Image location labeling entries
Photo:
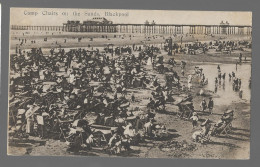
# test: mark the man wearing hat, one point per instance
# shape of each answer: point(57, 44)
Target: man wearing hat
point(203, 105)
point(210, 105)
point(194, 119)
point(205, 127)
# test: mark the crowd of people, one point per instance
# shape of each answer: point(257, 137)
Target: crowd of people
point(88, 96)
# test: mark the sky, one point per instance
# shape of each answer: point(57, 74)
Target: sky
point(58, 16)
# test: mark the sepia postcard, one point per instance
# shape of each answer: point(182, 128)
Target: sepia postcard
point(129, 83)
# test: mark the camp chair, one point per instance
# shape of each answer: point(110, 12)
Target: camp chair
point(227, 129)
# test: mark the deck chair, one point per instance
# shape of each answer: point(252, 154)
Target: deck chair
point(227, 129)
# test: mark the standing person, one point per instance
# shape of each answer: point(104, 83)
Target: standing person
point(216, 81)
point(240, 57)
point(29, 119)
point(218, 68)
point(240, 93)
point(194, 119)
point(182, 72)
point(210, 105)
point(203, 105)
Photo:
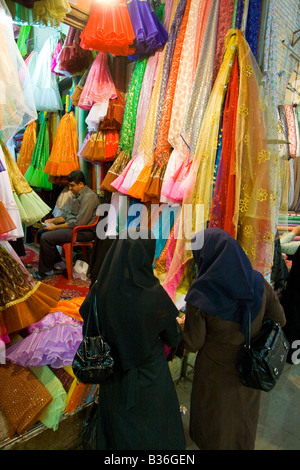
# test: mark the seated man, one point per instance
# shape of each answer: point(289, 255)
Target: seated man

- _To do_
Write out every line of the records again, including the requests, but leave out the pictures. Multiply each coordinate in the answer points by 0.55 and round to a whole number, with halves going up; keep the numbers in the requests and their format samples unchanged.

- _Final result_
Photo:
# test: mark the man wearing hat, one point per instance
# shape of each answer: point(57, 44)
Target: man wearing hat
point(112, 58)
point(116, 58)
point(107, 65)
point(113, 70)
# test: mark the crowd of people, one point per instance
# shape of each answer: point(257, 137)
Target: crowd of people
point(48, 53)
# test: mark the sky, one point per instance
# shape of each answer: point(57, 74)
Target: sky
point(32, 9)
# test: mark the sepia postcard, one point per instance
# shape of each answer: point(182, 128)
Target: sepia postcard
point(71, 46)
# test: mark the camp chair, one point per instance
# shape of each answer: point(110, 12)
Target: camp chair
point(125, 71)
# test: mark the deck chair, one point per instance
# shape of each answer: point(252, 154)
Target: deck chair
point(125, 71)
# test: mark the standing person, one point per instance
# shape of each answer: point(104, 83)
Target: standing person
point(119, 45)
point(132, 31)
point(16, 65)
point(120, 37)
point(132, 51)
point(107, 65)
point(100, 40)
point(116, 58)
point(112, 58)
Photo:
# test: mark the seated man, one point per instance
# shape of each answer: point(289, 255)
Target: seated man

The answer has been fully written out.